• _PROMPT_:
Return every line from the records below that has the word "finial".

☆ ☆ ☆ ☆

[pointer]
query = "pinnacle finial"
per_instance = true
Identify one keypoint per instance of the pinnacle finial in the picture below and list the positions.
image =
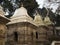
(21, 4)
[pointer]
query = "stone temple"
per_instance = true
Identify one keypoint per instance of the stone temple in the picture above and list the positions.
(21, 29)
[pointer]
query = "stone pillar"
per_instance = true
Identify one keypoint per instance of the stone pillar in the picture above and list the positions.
(2, 33)
(42, 38)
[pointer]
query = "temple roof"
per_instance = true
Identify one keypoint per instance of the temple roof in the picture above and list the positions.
(47, 21)
(2, 17)
(21, 15)
(38, 19)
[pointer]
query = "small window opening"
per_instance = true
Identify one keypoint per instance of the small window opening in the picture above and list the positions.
(36, 35)
(15, 36)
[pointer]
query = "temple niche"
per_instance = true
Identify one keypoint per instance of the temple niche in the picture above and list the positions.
(3, 28)
(24, 30)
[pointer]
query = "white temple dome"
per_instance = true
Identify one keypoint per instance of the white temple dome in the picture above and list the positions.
(47, 21)
(1, 11)
(38, 20)
(21, 15)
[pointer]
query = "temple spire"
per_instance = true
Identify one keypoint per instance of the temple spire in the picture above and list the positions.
(38, 19)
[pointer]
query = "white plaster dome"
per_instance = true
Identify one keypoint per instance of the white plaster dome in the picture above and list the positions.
(20, 12)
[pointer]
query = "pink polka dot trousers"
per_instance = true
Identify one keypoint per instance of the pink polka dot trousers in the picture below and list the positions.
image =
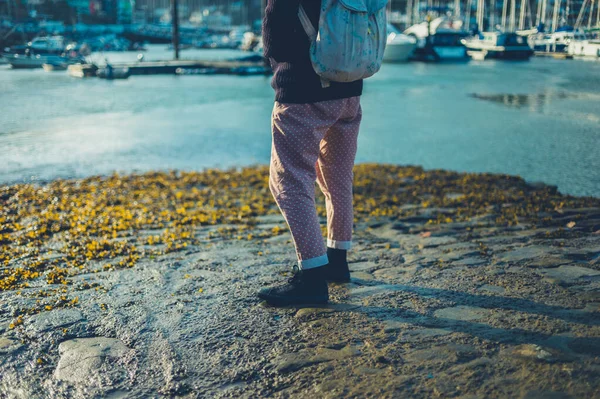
(315, 141)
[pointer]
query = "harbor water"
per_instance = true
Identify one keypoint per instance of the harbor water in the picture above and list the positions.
(537, 119)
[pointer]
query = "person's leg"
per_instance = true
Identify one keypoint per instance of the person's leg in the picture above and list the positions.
(335, 178)
(297, 132)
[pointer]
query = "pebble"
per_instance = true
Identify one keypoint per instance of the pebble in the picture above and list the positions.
(87, 360)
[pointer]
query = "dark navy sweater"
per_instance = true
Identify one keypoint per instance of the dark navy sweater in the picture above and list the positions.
(286, 45)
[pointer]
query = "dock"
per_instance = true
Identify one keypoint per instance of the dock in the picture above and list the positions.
(558, 56)
(227, 67)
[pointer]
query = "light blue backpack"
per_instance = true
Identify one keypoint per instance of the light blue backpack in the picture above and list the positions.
(350, 39)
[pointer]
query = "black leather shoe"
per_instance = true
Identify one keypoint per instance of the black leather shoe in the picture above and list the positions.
(304, 288)
(337, 270)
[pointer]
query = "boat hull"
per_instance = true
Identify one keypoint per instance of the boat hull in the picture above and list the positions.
(398, 52)
(585, 48)
(18, 61)
(441, 54)
(509, 55)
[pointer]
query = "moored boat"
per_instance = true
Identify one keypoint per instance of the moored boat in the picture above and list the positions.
(41, 50)
(584, 48)
(438, 41)
(505, 46)
(399, 47)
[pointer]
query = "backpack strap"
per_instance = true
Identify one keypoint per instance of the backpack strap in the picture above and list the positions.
(308, 26)
(312, 34)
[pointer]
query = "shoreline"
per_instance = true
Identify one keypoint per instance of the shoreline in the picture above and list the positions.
(461, 282)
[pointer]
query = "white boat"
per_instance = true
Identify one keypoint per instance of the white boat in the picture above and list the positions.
(399, 47)
(584, 48)
(438, 41)
(555, 42)
(505, 46)
(40, 51)
(34, 60)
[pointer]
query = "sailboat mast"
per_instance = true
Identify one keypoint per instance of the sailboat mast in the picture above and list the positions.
(581, 13)
(543, 14)
(480, 10)
(513, 11)
(468, 14)
(522, 14)
(555, 15)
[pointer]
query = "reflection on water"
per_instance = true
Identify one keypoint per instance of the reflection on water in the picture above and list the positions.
(52, 125)
(535, 102)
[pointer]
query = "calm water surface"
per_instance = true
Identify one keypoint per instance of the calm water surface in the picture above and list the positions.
(539, 119)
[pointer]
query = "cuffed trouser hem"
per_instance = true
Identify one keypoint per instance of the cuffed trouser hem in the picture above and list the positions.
(339, 244)
(313, 262)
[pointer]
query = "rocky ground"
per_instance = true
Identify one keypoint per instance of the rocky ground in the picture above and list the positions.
(463, 285)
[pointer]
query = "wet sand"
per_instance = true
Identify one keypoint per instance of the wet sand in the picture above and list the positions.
(463, 285)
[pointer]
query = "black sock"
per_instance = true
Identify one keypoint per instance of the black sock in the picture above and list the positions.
(337, 256)
(314, 273)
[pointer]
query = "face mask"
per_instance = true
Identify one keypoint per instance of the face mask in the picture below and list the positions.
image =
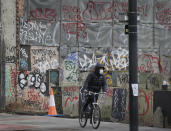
(101, 71)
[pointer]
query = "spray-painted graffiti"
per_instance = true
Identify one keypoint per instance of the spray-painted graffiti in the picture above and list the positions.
(46, 14)
(163, 13)
(10, 54)
(97, 11)
(108, 76)
(150, 63)
(38, 32)
(32, 99)
(72, 13)
(71, 68)
(123, 78)
(10, 81)
(45, 58)
(32, 80)
(116, 60)
(103, 10)
(77, 29)
(145, 102)
(69, 94)
(119, 103)
(24, 58)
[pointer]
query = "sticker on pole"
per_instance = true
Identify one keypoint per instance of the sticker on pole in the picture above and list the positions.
(135, 89)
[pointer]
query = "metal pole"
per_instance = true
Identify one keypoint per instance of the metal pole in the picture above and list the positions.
(133, 65)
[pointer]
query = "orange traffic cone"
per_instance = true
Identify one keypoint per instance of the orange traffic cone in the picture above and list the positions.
(52, 107)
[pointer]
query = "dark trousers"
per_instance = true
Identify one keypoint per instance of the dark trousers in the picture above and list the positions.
(89, 101)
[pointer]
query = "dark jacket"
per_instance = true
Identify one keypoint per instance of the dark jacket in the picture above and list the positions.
(95, 81)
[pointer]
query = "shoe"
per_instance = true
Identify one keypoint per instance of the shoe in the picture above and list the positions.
(90, 121)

☆ ☆ ☆ ☆

• _SOLUTION TO THE PROBLEM_:
query = "pinnacle finial"
Identify one keypoint per instance of the pinnacle finial in the picture below and list the positions.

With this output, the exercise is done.